## GIVEN EXERCISE
Which lines in the records below contain the string "point" with the same capitalization? Copy out each of those lines in full.

## PROVIDED RECORDS
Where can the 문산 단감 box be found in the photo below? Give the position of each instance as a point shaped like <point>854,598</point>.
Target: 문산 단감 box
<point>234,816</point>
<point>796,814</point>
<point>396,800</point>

## SOLUTION
Where can the 문산 단감 box be found in the photo below? Give the position of each instance as a point shaped like <point>854,598</point>.
<point>234,816</point>
<point>796,814</point>
<point>396,800</point>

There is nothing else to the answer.